• [About this exercise]:
Answer these questions from the text about TV Tibagi below.
1. On what channel does TV Tibagi operate?
2. Who owned the station when it went on air in 1969?
3. Which station did TV Tibagi become the main competitor of starting in the 1970s?

TV Tibagi is a Brazilian television station licensed and headquartered in Apucarana, with a branch in Maringá, both cities in the state of Paraná. It operates on channel 11 (39 UHF digital) and is affiliated with SBT. It is part of Rede Massa, a television network in Paraná belonging to Grupo Massa. In Apucarana, the broadcaster maintains its facilities in the Vila Shangri-la neighborhood, and in Maringá, its studios and transmitters are in the Praça Pio XII region, in Zone 05.

==History==
TV Tibagi went on air in 1969, based in Apucarana, through VHF channel 11. The new station belonged to the then governor of Paraná, Paulo Pimentel, who had TV Iguaçu in Curitiba. The station became affiliated with Rede Tupi, bringing programming directly from Curitiba.

Starting in the 1970s, TV Tibagi, until then restricted to Apucarana and the region, became the main competitor of TV Coroados de Londrina, affiliated with Rede Globo: the broadcaster expanded repeaters in the cities of Londrina, Maringá and other cities in the north of Paraná. The expansion of repeaters was due to more investment, programming, and a signal with better distribution from Apucarana (known as the "upper city") than TV Coroados.

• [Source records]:
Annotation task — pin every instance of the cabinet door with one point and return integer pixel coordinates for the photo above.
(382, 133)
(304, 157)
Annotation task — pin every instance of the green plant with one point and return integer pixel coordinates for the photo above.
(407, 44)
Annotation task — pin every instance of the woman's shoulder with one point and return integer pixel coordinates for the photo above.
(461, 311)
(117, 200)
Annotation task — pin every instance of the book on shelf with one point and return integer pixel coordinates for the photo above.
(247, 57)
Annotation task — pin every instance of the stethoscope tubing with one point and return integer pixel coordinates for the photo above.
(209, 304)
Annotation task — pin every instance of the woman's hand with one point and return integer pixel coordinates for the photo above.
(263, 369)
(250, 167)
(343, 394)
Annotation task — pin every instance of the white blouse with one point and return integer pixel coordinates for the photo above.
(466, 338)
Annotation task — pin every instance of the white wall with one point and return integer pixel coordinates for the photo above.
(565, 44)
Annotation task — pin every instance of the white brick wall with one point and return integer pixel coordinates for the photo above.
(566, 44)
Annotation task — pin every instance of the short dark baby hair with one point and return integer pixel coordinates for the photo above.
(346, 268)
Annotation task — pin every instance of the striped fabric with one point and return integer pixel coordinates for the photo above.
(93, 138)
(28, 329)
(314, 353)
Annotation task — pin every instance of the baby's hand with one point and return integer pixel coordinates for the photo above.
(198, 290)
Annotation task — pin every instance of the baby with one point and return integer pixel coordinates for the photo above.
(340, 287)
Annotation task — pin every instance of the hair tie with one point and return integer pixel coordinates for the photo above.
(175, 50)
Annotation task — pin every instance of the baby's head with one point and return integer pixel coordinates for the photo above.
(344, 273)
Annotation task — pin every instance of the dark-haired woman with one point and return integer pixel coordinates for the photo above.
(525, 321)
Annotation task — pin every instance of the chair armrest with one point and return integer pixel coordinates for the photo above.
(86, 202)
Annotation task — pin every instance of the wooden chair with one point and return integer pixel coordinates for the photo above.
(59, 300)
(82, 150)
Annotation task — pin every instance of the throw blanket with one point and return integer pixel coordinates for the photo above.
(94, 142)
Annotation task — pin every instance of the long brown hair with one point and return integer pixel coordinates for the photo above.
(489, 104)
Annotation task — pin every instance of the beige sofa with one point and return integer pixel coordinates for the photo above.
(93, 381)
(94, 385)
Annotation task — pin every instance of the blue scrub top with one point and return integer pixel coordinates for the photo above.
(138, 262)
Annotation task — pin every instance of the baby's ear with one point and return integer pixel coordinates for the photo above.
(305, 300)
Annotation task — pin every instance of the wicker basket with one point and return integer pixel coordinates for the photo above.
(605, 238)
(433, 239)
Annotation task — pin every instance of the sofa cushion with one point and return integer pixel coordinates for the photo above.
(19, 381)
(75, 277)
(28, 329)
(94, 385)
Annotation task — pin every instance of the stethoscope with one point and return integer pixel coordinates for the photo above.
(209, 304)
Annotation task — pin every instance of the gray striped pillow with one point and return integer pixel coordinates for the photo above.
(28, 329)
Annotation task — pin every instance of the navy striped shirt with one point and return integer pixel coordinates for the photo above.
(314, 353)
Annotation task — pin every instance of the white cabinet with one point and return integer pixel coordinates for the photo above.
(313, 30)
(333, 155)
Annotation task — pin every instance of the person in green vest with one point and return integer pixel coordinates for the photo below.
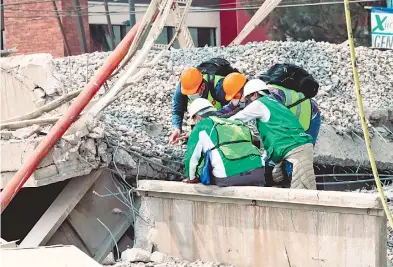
(220, 151)
(203, 81)
(282, 135)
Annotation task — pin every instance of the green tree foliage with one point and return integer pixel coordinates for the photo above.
(320, 22)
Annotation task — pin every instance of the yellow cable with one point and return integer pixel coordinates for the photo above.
(361, 113)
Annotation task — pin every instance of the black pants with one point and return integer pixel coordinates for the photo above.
(254, 177)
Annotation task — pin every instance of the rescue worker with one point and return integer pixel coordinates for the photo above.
(307, 112)
(233, 87)
(204, 81)
(220, 151)
(282, 135)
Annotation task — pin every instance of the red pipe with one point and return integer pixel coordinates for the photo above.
(102, 74)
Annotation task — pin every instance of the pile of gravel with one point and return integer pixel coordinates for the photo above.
(137, 257)
(142, 116)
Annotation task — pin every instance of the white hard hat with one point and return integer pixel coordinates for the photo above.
(253, 86)
(198, 105)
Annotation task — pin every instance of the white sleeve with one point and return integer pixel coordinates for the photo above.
(196, 155)
(255, 110)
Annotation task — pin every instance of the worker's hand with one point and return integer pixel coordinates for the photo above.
(184, 137)
(175, 136)
(188, 181)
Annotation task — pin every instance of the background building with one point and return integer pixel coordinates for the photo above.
(32, 27)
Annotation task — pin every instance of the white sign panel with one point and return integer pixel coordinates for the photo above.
(382, 27)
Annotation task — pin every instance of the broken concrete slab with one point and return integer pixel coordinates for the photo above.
(14, 154)
(52, 173)
(342, 150)
(6, 244)
(257, 226)
(54, 256)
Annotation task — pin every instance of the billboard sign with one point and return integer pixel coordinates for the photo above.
(382, 27)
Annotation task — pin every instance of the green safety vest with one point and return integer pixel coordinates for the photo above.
(302, 111)
(215, 103)
(233, 141)
(282, 132)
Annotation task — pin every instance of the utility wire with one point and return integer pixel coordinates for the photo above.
(100, 13)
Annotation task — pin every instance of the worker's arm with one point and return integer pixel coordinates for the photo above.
(179, 108)
(255, 110)
(220, 94)
(193, 153)
(228, 111)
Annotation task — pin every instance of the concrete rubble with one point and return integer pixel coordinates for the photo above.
(136, 257)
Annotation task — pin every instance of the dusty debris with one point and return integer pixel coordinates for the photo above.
(135, 255)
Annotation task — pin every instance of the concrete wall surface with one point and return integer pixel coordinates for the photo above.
(256, 226)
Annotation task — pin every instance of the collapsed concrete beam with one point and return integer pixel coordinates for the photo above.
(86, 215)
(342, 150)
(59, 210)
(56, 256)
(257, 226)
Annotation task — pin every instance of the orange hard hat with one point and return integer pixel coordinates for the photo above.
(190, 80)
(232, 84)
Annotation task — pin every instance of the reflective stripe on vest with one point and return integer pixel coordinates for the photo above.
(214, 102)
(234, 139)
(302, 111)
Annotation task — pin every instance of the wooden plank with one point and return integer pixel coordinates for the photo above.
(6, 244)
(59, 210)
(57, 256)
(66, 235)
(265, 194)
(258, 17)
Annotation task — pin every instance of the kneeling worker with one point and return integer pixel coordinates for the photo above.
(282, 134)
(220, 151)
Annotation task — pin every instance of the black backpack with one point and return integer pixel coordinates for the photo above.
(215, 66)
(291, 77)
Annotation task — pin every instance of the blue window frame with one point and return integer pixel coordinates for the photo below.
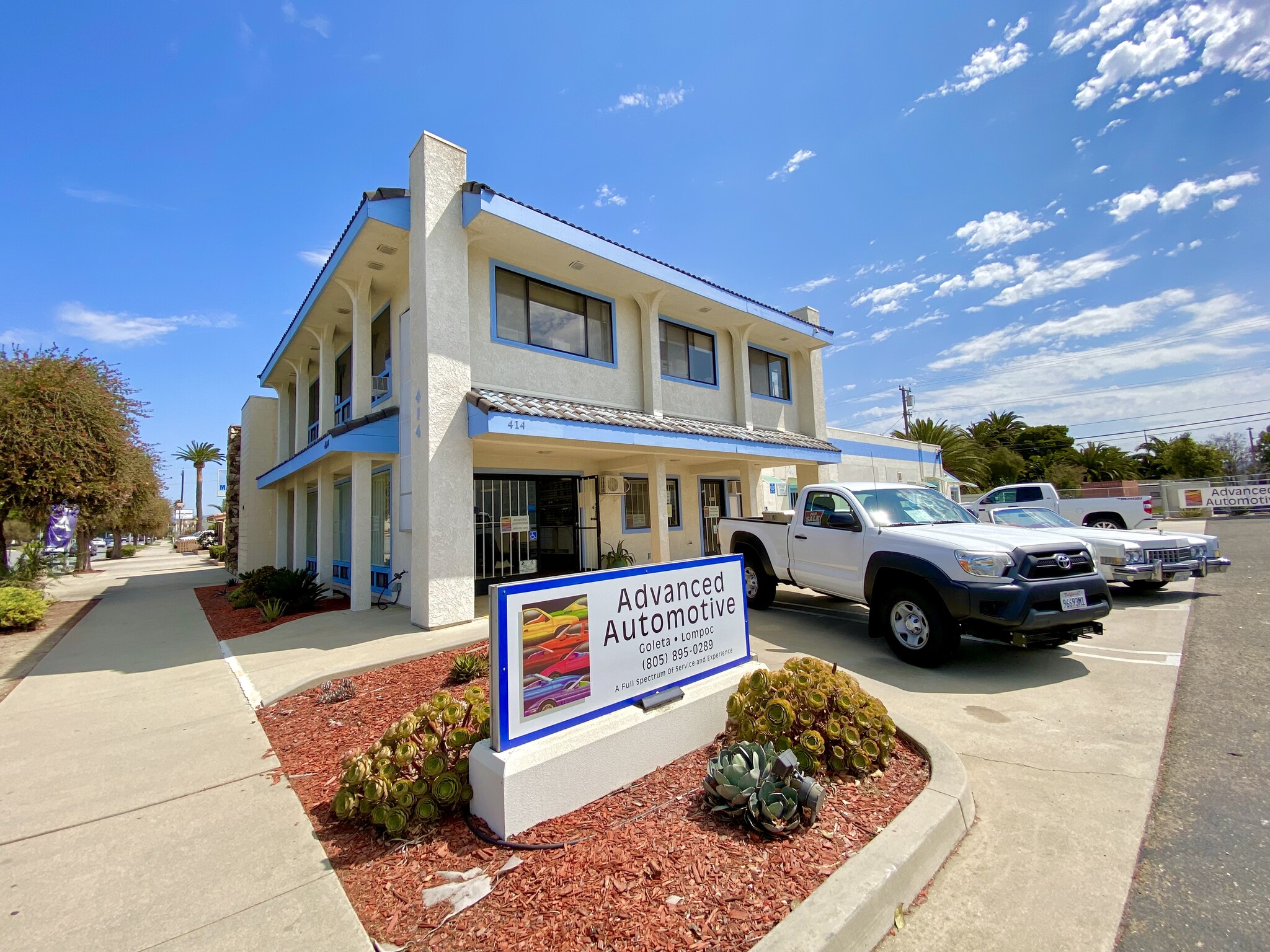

• [Task answer]:
1. Channel 11 (39 UHF digital).
2. Paulo Pimentel, then governor of Paraná.
3. TV Coroados de Londrina.